======== Passage shown

The 30-year-old Estrada improved to 42-3 with 28 knockouts as he not only beat Gonzalez for the first time but has now avenged all of three of his career defeats.
Gonzalez, who dropped to 50-3, 41 KOs, has won five world titles in four weight classes.
- Classic battle -
The opening round started conservatively with Estrada throwing most of the punches and Gonzalez content to feel out his opponent. There was a slight clash of heads in the middle of the round with Gonzalez appearing to get the worst of it.
Estrada continued to apply pressure and started to land some serious combinations in the second round. This just served to wake Gonzalez up, signalling the beginning of a classic title fight.
Gonzalez started to feed off the energy of the fight in the second round even using his right hand to wave at Estrada to come closer.
He didn't have to because that was Estrada's game plan from the outset. Gonzalez landed a straight right in the final 10 seconds of the third round but Estrada countered with one of his own just before the bell.
The fight went back and forth in the fifth, sixth and seventh rounds as Gonzalez connected with the big right hand and Estrada countered with a flury of right-left combinations.
Estrada carried the fight through the middle rounds. But in between the ninth and 10th, the cameras captured his corner telling told him to go for the knockout because he is losing on the scorecards. Obviously, with one judge scoring it 117-111 that wasn't the case.

================
======== Data section

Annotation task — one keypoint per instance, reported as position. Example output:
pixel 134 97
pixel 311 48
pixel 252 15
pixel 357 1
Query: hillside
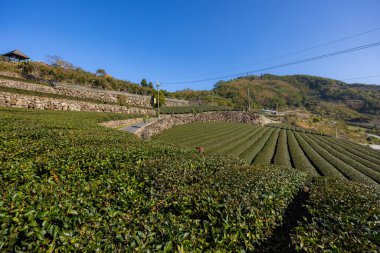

================
======== Data section

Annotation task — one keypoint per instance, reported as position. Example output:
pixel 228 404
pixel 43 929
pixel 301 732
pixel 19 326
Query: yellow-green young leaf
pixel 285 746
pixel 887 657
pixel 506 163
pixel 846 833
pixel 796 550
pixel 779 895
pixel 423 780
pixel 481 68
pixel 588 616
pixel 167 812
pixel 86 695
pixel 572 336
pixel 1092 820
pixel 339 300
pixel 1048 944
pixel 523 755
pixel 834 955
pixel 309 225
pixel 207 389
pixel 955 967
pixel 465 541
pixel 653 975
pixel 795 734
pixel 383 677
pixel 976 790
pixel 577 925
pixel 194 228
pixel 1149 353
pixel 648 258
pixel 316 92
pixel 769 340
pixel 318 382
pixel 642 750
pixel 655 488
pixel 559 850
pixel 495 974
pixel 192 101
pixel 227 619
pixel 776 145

================
======== Data section

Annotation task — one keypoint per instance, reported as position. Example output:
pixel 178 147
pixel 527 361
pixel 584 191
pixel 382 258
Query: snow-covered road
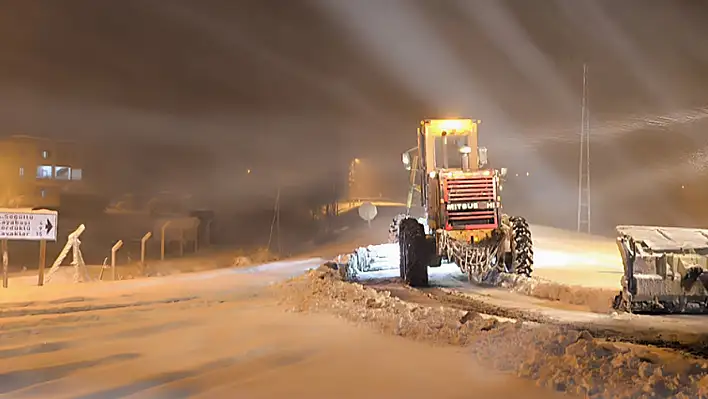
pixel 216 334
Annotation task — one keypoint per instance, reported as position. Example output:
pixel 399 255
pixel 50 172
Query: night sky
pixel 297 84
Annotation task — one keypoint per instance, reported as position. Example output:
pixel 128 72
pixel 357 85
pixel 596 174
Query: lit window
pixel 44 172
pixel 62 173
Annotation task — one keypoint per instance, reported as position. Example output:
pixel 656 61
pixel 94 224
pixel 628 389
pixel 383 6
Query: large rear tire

================

### Tasks for this exercise
(a) According to the fight report, how many world titles has Gonzalez won, and across how many weight classes?
(b) Extend the fight report on Estrada and Gonzalez, picking up after its final sentence.
You can leave the rows aside, since nothing here depends on them.

### Outputs
(a) Five world titles in four weight classes.

(b)
In the 10th, Estrada looked for a moment like he might have punched himself out as Gonzalez started landing those big shots that he failed to connect on in the middle rounds when Estrada was throwing bombs.
The fight was extremely close going into the final two rounds which were the best of the fight.
Gonzalez appeared to have Estrada on the back foot in the 12th but couldn't get either the knockout or convince the judges he had done enough to keep his title.
On the undercard, Japan's Hiroto Kyoguchi defended his WBA junior flyweight belt by earning a fourth-round stoppage after his Mexican challenger suffered a hand injury.
Axel Aragon Vega had to stop fighting after a right hook glanced off the top of Kyoguchi's head. The referee stopped the fight because Vega was in too much pain to continue.